(begin)
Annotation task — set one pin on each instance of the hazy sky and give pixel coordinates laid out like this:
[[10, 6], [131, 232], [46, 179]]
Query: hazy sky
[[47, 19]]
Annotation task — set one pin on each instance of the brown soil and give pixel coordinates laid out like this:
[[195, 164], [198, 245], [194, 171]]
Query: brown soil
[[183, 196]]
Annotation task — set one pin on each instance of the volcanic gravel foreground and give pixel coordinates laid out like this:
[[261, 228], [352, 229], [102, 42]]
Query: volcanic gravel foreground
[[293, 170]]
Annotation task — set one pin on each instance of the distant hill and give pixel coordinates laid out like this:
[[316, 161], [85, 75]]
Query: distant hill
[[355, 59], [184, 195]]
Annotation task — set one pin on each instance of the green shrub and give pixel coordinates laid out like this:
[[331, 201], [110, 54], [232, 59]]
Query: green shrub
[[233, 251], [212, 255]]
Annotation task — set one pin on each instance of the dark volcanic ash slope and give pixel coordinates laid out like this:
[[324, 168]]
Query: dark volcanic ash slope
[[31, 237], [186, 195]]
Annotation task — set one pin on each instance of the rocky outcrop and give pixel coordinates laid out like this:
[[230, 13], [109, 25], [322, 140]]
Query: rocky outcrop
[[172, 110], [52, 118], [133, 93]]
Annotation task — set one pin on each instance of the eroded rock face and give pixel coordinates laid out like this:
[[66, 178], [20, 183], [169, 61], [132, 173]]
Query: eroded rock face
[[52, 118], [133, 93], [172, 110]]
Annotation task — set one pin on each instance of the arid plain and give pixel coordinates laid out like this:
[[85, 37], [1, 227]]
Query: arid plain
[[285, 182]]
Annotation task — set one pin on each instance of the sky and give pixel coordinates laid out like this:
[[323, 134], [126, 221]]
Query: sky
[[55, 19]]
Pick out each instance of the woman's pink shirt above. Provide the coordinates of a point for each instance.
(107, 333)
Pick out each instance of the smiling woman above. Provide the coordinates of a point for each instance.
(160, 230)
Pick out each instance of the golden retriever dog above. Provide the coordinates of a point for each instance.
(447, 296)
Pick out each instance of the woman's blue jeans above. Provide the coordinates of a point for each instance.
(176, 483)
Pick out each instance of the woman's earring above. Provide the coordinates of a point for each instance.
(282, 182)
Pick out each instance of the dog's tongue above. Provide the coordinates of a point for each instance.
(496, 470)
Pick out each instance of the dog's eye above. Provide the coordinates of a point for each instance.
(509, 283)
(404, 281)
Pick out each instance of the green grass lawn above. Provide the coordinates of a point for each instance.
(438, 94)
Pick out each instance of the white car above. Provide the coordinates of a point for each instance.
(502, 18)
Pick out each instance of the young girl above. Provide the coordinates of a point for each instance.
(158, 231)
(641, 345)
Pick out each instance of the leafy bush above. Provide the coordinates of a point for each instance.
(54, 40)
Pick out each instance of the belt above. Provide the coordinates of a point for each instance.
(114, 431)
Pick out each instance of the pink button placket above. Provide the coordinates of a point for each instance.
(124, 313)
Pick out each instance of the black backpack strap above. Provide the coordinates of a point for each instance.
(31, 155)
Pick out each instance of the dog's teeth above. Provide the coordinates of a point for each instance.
(end)
Aim —
Repeat every item above word for word, with nothing changed or left out.

Written response —
Annotation task — set one pin on each instance of the hazy sky and give pixel coordinates laid out like this:
[[10, 6], [131, 232], [46, 179]]
Query: hazy sky
[[47, 19]]
Annotation task — set one pin on each instance of the brown soil and give pixel coordinates laid out like this:
[[195, 164], [198, 245], [194, 171]]
Query: brown soil
[[183, 196]]
Annotation task — set one pin on each instance of the volcanic gravel foreground and give pixel coordinates laid out like this:
[[261, 228], [352, 229], [102, 42]]
Query: volcanic gravel foreground
[[293, 170]]
Annotation task — set one pin on each instance of the distant hill and give pixel coordinates laid out like this:
[[316, 161], [85, 75]]
Query: distant hill
[[355, 59], [184, 195]]
Annotation task — set one pin on each instance of the green shrub and give pixel coordinates laid out like this:
[[331, 201], [110, 54], [232, 59]]
Query: green shrub
[[233, 251], [212, 255]]
Annotation task — set one pin on each instance of the dark volcanic ash slope and give pixel coordinates laid out like this:
[[324, 168]]
Query: dark volcanic ash slope
[[31, 237], [186, 195]]
Annotation task — set one pin on each instance of the rocky outcrop and give pixel coordinates laid out like this:
[[230, 13], [109, 25], [322, 140]]
Query: rocky outcrop
[[172, 110], [52, 118], [133, 93]]
Annotation task — set one pin on each instance of the eroded rock face and give pixel coordinates laid out like this:
[[66, 178], [20, 183], [169, 61], [132, 173]]
Query: eroded rock face
[[52, 118], [133, 93], [172, 110]]
Annotation task — set one pin on each instance of the arid plain and give pixel coordinates laid out like this:
[[85, 37], [1, 227]]
Query: arid plain
[[285, 182]]
Annotation task — set one pin on each instance of the sky and give pixel coordinates laid out like this:
[[323, 134], [126, 221]]
Query: sky
[[55, 19]]
Pick out each instance of the woman's pink shirt above. Provide the coordinates of a point for each instance.
(107, 333)
Pick out each instance of the smiling woman above. Provide the coordinates of a point for each instance.
(160, 230)
Pick out each instance of the golden retriever dog above. Provide the coordinates of a point for each instance.
(447, 296)
Pick out each instance of the woman's blue jeans above. Provide the coordinates of a point for each instance.
(176, 483)
Pick out each instance of the woman's earring above. Provide the coordinates of a point for each instance.
(282, 182)
Pick out each instance of the dog's tongue above. Provide the coordinates of a point for each instance.
(496, 470)
Pick out each instance of the dog's eye above. Provide the coordinates of a point for each instance.
(509, 283)
(404, 281)
Pick out each instance of the green grass lawn above. Provide the coordinates of a point for each instance.
(438, 94)
Pick out each instance of the white car above. Provide the coordinates of a point for each instance.
(502, 18)
Pick out each instance of the young girl above. Provide the coordinates of a point for each instance.
(158, 231)
(641, 345)
Pick out each instance of the leafy bush above. Provide the coordinates of a point for each instance.
(54, 40)
Pick out each instance of the belt above. Provide the coordinates of a point for each instance.
(114, 431)
Pick out each instance of the pink button placket above. Provide the coordinates of a point for each instance.
(124, 313)
Pick out each instance of the black backpack strap above. Provide the coordinates of a point for each instance.
(31, 155)
Pick out each instance of the dog's teeth above. Provide the coordinates of a point for each instance.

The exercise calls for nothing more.